- _What to produce_
Your job is to set down the stretch of entries that opens with the line containing "in: indicate the hazy" and closes with the line containing "in: indicate the bird's head, one point each.". Keep both end lines, copy each exactly, and add nothing.

- _Task data_
>>>

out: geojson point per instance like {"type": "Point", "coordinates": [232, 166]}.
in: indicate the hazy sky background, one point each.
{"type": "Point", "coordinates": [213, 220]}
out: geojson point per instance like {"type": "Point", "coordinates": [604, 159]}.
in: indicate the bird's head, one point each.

<<<
>>>

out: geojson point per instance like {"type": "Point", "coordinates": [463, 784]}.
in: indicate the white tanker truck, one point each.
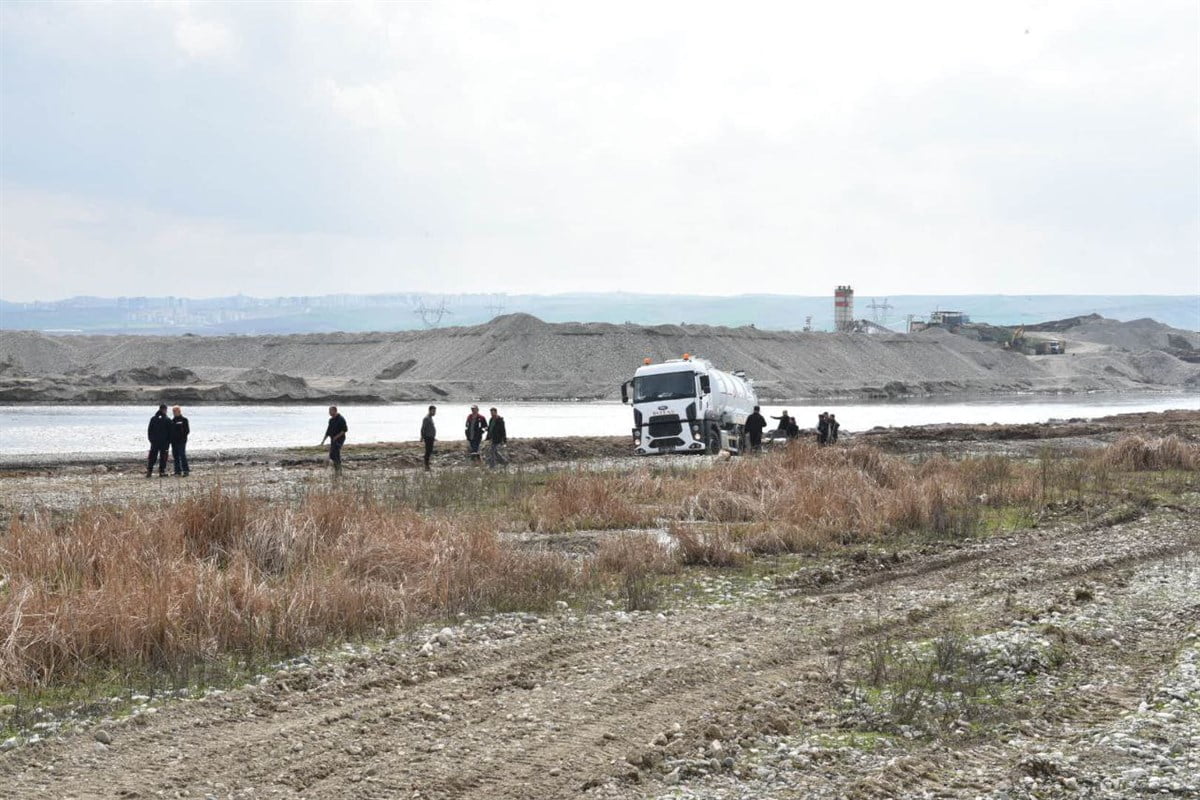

<<<
>>>

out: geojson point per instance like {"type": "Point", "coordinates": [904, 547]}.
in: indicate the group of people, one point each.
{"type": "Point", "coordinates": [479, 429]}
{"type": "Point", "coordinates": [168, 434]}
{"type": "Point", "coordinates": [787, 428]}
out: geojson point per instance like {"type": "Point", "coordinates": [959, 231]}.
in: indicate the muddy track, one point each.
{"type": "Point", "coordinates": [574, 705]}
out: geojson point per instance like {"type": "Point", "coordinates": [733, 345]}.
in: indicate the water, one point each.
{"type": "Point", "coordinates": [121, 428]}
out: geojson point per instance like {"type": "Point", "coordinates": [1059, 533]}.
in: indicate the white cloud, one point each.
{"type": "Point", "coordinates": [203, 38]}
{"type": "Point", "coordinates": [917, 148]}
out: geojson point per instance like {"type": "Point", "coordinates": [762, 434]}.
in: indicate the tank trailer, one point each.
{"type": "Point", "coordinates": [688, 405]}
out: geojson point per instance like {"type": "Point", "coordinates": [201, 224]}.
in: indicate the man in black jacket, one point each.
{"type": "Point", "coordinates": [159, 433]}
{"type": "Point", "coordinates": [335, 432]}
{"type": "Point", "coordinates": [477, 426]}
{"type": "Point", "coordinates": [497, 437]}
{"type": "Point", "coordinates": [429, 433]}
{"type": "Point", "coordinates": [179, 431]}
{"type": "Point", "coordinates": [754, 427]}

<<<

- _Answer area_
in: indicate the hazy sky background, one point each.
{"type": "Point", "coordinates": [213, 220]}
out: geojson point per instance like {"type": "Point", "coordinates": [604, 159]}.
in: indicate the bird's head, one point each.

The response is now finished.